# Problem requirements:
In this exercise, return the whole listing exactly, excluding any images.

● ● ●

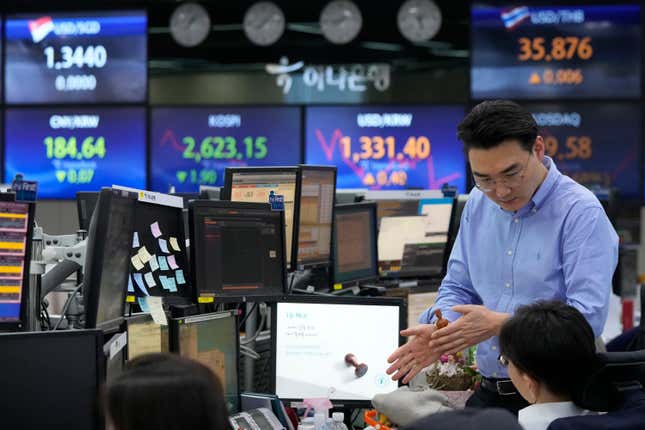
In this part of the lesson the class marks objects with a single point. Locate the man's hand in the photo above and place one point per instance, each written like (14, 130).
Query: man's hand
(476, 324)
(411, 358)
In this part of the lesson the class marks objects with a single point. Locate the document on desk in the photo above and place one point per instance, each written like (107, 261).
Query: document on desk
(396, 232)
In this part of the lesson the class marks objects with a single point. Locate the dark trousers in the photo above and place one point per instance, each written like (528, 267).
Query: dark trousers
(483, 398)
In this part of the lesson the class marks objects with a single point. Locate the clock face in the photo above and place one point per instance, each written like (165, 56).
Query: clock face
(341, 21)
(264, 23)
(190, 24)
(419, 20)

● ● ●

# Answer for the task:
In this part of the lesson the class marks objects with a single point. Locate the man's hand in the photo above and place one point per instance, each written like (14, 130).
Query: man's hand
(476, 324)
(411, 358)
In this part of the lesson the class marks objects with a single point. Locate the document on desk in the photo above and place one point per instance, each written like (107, 261).
Query: document on desk
(396, 232)
In this part of the lesson the class marks objects with a single point. Locate the dark trousers in the photo above and place one point per instance, each written like (528, 267).
Query: dark trousers
(483, 398)
In this part of the lesson the class marks objects with a single point. Locate the clock face in the photo above and place one point per instance, each written like (165, 56).
Query: clock face
(341, 21)
(264, 23)
(190, 24)
(419, 20)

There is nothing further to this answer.